Adds e2e tests #65

prashastia · 2023-12-20T03:35:05Z

A simple e2e tests to check read of a small BigQuery Table.

This module is similar to the BigQueryExample. A few changes to count the number of records and log them.

This test reads a simpleTable. Shell script and python script to check the number of records read.

prashastia · 2023-12-20T03:36:38Z

/gcbrun

comments CODECOV_TOKEN usage.

prashastia · 2023-12-20T03:50:48Z

/gcbrun

jayehwhyehentee · 2023-12-20T12:30:48Z

cloudbuild/Dockerfile

+# Install Python and Basic Python Tools (Assuming VM does not have them)
+RUN apt-get -y install python3 && apt clean


Let's remove the assuming postscript. If VM doesn't have them, then it's fine to install like this. But if the VM does, then we must remove this superfluous installation.

cloudbuild/Dockerfile

jayehwhyehentee · 2023-12-20T12:34:24Z

cloudbuild/e2e-test-scripts/table_read.sh

+# We won't run this async as we can wait for a bounded job to succeed or fail.
+gcloud dataproc jobs submit flink --id "$JOB_ID" --jar="$GCS_JAR_LOCATION" --cluster="$CLUSTER_NAME" --region="$REGION" -- --gcp-project "$PROJECT_NAME" --bq-dataset "$DATASET_NAME" --bq-table "$TABLE_NAME" --agg-prop "$AGG_PROP_NAME" --query "$QUERY"
+# Wait for the logs to be saved.
+sleep 20


Aren't logs available as soon as job ends?

++++++++++++++++++++

■ AIM ■
In the thread about adding e2e tests, which table does the new test read?

++++++++++++++++++++

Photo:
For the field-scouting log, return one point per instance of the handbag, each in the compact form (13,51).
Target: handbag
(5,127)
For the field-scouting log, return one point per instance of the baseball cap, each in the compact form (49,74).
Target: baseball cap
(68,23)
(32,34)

++++++++++++++++++++

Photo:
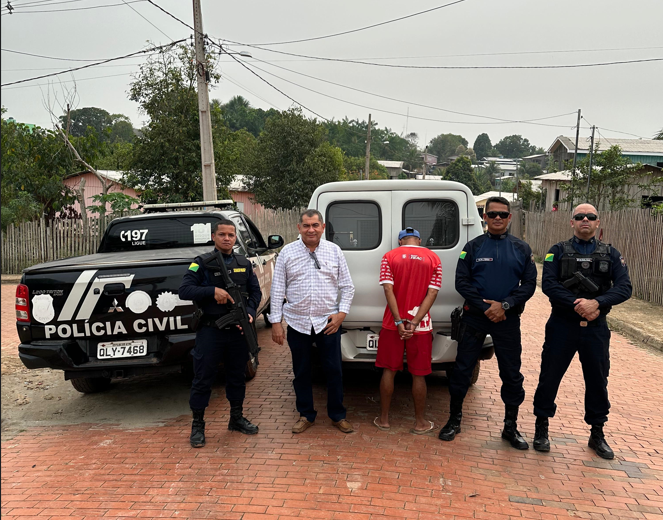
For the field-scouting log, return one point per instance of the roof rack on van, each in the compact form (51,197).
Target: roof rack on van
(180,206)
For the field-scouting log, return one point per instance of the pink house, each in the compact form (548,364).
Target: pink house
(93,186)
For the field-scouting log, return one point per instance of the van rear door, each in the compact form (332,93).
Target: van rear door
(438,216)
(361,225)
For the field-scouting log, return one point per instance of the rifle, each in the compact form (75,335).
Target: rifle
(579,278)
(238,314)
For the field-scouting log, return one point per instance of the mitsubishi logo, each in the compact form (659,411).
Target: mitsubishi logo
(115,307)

++++++++++++++++++++

■ SOLUTION TO THIS TASK ■
It reads a simpleTable, a small BigQuery table.